• _Directions for this task_
Find every line below that contains the string "window" and copy each one in full. Matching is case-sensitive.
++++ Records for processing
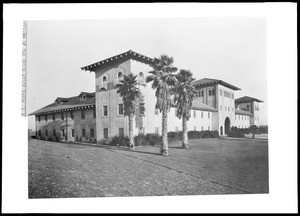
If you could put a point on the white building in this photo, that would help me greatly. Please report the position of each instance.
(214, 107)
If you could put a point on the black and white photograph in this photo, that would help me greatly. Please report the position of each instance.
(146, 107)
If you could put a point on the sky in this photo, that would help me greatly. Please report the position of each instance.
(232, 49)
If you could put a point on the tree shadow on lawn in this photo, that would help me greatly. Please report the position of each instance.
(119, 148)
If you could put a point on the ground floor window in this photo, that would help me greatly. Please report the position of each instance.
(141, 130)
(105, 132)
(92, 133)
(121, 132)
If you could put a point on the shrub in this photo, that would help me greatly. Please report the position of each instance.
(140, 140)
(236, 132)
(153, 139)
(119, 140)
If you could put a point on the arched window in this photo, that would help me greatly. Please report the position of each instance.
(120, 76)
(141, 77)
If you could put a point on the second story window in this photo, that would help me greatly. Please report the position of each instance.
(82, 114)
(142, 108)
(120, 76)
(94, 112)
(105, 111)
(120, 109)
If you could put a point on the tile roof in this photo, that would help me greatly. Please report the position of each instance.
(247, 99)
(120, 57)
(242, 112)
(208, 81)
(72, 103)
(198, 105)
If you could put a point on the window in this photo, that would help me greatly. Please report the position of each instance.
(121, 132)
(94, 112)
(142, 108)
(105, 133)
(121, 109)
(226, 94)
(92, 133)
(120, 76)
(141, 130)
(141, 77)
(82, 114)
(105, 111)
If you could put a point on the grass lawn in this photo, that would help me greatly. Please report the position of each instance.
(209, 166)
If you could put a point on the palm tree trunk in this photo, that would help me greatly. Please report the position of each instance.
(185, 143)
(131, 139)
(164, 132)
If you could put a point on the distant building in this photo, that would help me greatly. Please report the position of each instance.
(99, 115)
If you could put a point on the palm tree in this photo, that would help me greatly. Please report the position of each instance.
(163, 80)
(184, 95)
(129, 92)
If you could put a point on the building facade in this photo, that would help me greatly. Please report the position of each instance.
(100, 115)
++++++++
++++ Records for processing
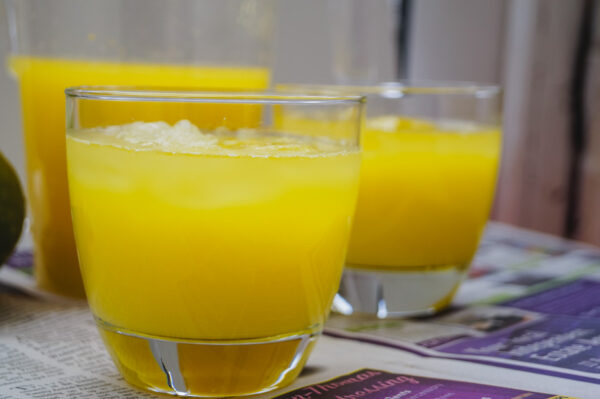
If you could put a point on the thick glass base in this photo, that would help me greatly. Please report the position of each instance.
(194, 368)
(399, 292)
++++++++
• _The reply_
If you could put a point on the ground floor window in this photo, that would help me greatly. Please report the position of each instance.
If you could put a point on the arched window in this photo, that would help me greatly. Please report the position of each instance.
If you could put a point on the second story window in this photo, that would help me greatly. Please report the position of each instance.
If you could put a point on the window in this photo, that would help me greatly. Please report the position of each instance.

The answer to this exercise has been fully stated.